**Set task:**
Reproduce everything in the records below from the line containing "Our client would like the bounding box for the cartoon" down to the line containing "157,38,208,162", both lines included. Keep the requests unchanged, multiply every bounding-box coordinate in the answers by 1.6, round each result to a whole number with halves rounded up, and return only those lines.

▶

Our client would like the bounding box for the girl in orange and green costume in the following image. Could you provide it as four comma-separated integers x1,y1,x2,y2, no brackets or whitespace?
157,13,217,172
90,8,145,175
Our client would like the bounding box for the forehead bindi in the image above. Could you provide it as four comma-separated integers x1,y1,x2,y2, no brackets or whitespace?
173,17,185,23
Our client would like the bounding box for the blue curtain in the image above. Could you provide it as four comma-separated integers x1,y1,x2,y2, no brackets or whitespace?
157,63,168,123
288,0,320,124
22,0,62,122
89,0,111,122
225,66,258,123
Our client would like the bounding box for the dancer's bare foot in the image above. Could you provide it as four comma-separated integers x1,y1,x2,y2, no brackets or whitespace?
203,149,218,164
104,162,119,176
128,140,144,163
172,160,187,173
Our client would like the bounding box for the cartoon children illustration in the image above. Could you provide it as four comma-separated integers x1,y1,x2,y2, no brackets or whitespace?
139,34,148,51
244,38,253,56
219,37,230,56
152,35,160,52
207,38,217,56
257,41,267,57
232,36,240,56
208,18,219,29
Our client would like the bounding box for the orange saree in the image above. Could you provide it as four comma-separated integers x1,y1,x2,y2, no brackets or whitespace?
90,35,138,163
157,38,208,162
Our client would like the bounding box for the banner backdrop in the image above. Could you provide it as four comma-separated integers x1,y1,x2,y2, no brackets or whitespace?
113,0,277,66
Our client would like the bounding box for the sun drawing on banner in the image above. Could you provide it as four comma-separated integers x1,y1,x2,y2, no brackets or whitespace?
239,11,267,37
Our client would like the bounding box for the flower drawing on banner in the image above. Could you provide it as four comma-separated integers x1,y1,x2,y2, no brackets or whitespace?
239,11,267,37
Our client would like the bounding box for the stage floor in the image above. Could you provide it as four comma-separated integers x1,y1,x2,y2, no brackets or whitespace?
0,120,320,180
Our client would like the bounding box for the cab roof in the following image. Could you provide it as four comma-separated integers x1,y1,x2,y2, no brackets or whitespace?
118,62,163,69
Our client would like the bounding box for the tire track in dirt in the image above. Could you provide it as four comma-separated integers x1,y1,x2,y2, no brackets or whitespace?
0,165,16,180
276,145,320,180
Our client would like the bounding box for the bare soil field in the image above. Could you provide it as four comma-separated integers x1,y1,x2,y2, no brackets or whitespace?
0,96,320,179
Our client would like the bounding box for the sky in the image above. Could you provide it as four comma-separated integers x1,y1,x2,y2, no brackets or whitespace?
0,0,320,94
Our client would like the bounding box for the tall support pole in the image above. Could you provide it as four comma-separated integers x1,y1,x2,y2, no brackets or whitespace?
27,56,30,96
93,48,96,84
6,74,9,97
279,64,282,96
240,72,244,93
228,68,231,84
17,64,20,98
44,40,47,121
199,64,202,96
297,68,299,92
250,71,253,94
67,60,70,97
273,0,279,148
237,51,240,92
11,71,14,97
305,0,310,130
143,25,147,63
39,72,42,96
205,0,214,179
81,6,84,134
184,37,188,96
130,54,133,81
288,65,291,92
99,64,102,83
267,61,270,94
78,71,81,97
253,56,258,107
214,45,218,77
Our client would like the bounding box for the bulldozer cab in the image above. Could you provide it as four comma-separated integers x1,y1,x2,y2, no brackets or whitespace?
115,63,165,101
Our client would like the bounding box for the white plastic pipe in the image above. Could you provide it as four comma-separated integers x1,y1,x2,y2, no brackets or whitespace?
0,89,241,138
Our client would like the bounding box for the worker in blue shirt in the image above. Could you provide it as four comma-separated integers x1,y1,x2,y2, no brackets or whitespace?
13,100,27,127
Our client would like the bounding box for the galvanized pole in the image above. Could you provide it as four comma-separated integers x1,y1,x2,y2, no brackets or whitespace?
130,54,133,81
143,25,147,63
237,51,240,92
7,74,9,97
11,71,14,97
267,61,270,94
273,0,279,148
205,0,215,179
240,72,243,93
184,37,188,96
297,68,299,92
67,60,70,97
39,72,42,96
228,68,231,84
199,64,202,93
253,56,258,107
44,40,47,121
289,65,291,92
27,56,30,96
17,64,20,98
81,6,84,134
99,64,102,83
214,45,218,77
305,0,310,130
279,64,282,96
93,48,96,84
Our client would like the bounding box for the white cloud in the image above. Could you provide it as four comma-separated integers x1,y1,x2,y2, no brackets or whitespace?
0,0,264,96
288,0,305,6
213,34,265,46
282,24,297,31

◀

**Solution to this task:**
Our client would like the bounding box for the cartoon children illustration in the image above. Could you provide it as four comma-separated integers x1,y1,x2,y2, no brackets or whitespace?
222,54,237,82
390,61,405,90
350,59,368,90
243,56,256,83
331,61,347,90
411,66,427,91
371,58,384,90
333,29,350,46
Our client would like the bounding box for the orange saree in the image above. Could you provide it as four comma-separated integers x1,y1,x2,y2, no brackets or whitespace?
144,56,221,261
251,61,333,259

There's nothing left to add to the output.